» WRITTEN EXERCISE 1:
Return the full text of the abstract on swaying German voters' support for EU membership, word for word.

» SELECTED TEXT:
+---+
Swaying citizen support for EU membership: Evidence from a survey experiment of German voters
The United Kingdom’s 2016 ‘Brexit’ referendum vote to leave the European Union (EU) raised concerns that other countries would follow suit. This article examines how arguments about EU membership related to economic, cultural, political, and security and peace issues could influence how citizens would vote in EU membership referendums. Our two-wave survey experiment on a random sample of the German population and difference-in-differences analysis revealed that only fears of being outvoted in EU decision-making swayed German voters’ attitudes about EU membership, particularly voters with weaker EU support, little EU knowledge and low levels of political engagement. We therefore conclude that concerns about sovereignty loss can be drivers of Euroscepticism even in a country that has vast influence over EU decisions.
+---+
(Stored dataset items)

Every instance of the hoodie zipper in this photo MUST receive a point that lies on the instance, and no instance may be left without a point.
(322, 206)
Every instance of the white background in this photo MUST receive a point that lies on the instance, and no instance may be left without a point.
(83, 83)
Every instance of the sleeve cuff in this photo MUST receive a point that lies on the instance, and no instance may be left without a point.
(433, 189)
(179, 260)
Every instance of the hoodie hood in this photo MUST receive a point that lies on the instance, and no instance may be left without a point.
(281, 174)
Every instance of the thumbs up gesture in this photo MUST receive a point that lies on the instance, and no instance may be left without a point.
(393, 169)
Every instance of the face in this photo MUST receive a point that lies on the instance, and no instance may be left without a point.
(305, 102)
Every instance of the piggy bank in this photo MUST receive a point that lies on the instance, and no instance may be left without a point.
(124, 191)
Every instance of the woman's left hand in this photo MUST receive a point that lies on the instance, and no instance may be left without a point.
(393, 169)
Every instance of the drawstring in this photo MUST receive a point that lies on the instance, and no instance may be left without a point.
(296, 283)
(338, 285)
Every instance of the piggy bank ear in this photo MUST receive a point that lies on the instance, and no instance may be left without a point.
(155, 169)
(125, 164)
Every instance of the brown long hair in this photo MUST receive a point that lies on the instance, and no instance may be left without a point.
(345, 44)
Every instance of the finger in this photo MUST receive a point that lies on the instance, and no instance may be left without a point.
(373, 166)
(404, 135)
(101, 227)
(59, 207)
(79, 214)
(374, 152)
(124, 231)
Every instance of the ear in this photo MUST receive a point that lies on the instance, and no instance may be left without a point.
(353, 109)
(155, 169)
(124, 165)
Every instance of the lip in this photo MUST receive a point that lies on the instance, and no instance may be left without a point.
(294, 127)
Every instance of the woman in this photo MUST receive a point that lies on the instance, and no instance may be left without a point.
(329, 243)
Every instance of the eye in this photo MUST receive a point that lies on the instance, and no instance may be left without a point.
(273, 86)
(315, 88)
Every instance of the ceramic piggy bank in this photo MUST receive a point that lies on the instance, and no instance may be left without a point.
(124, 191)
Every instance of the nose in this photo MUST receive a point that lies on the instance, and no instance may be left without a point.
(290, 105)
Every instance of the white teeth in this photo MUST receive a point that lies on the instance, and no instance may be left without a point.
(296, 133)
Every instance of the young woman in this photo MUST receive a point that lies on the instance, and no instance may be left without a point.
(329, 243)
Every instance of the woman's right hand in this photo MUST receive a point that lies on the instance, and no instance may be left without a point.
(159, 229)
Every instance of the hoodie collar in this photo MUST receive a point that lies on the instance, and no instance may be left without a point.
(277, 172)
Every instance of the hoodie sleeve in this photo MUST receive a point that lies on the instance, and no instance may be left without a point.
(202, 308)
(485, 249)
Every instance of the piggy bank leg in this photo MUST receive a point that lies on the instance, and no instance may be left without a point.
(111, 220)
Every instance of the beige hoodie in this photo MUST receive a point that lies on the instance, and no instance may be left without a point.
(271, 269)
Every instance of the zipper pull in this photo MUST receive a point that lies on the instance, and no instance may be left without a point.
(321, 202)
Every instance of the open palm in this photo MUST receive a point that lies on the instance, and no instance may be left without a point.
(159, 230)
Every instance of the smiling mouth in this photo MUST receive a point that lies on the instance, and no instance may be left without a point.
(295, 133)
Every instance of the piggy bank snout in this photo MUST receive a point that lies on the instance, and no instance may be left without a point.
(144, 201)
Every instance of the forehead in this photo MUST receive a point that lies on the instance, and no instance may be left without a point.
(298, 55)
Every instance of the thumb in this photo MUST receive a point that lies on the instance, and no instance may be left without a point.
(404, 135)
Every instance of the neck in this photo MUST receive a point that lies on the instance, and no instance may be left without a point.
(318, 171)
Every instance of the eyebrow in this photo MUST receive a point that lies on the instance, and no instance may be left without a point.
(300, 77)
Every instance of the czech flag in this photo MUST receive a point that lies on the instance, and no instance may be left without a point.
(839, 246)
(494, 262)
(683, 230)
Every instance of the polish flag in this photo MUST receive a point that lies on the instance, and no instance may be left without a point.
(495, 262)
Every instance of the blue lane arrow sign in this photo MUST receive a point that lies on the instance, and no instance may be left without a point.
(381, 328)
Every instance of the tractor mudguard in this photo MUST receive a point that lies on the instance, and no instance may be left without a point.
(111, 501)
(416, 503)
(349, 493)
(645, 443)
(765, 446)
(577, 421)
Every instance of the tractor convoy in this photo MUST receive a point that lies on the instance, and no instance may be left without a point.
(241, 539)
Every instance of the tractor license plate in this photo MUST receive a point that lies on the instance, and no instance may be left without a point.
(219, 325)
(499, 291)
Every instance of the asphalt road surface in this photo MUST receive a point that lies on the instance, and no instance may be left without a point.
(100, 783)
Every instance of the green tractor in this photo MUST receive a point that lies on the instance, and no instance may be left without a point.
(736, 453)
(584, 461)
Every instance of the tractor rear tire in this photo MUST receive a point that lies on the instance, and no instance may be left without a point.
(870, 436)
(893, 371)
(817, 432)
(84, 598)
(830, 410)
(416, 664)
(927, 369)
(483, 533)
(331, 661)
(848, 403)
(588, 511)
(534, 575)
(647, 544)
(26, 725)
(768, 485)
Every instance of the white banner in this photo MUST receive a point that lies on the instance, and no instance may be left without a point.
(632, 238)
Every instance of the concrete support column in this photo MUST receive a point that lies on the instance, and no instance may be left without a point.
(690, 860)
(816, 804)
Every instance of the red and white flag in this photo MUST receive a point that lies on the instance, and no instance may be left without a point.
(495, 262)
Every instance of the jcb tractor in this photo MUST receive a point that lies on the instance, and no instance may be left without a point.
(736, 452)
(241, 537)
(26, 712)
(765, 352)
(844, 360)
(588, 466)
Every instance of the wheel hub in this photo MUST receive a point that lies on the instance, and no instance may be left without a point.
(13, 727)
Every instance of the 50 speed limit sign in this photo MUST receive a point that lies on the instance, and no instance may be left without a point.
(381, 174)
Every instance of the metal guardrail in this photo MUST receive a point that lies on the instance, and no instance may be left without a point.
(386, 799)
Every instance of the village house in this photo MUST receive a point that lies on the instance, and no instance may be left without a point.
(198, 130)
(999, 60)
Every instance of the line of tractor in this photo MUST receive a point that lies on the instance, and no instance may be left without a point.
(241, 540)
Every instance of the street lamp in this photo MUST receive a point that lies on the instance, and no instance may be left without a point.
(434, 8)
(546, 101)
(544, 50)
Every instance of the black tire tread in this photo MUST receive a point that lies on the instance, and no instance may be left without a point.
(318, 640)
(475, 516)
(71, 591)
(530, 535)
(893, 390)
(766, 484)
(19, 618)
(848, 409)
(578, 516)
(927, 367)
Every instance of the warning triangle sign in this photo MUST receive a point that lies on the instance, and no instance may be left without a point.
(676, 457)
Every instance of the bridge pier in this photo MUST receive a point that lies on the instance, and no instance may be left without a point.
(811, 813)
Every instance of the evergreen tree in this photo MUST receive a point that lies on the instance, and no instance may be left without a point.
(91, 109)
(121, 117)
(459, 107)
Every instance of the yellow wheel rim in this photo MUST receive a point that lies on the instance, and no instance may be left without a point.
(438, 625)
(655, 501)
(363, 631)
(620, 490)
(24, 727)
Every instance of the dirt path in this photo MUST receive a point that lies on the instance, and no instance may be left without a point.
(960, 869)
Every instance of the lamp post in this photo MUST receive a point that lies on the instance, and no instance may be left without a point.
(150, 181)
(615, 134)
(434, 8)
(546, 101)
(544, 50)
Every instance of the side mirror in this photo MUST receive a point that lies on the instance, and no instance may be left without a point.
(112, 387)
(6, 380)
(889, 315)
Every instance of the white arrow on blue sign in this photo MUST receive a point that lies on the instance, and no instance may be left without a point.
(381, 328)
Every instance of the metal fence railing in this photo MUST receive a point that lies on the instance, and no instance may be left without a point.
+---+
» WRITTEN EXERCISE 2:
Collect each line in the listing above that contains the word "zipper".

» WRITTEN REPLY 1:
Swaying citizen support for EU membership: Evidence from a survey experiment of German voters
The United Kingdom’s 2016 ‘Brexit’ referendum vote to leave the European Union (EU) raised concerns that other countries would follow suit. This article examines how arguments about EU membership related to economic, cultural, political, and security and peace issues could influence how citizens would vote in EU membership referendums. Our two-wave survey experiment on a random sample of the German population and difference-in-differences analysis revealed that only fears of being outvoted in EU decision-making swayed German voters’ attitudes about EU membership, particularly voters with weaker EU support, little EU knowledge and low levels of political engagement. We therefore conclude that concerns about sovereignty loss can be drivers of Euroscepticism even in a country that has vast influence over EU decisions.

» WRITTEN REPLY 2:
Every instance of the hoodie zipper in this photo MUST receive a point that lies on the instance, and no instance may be left without a point.
Every instance of the zipper pull in this photo MUST receive a point that lies on the instance, and no instance may be left without a point.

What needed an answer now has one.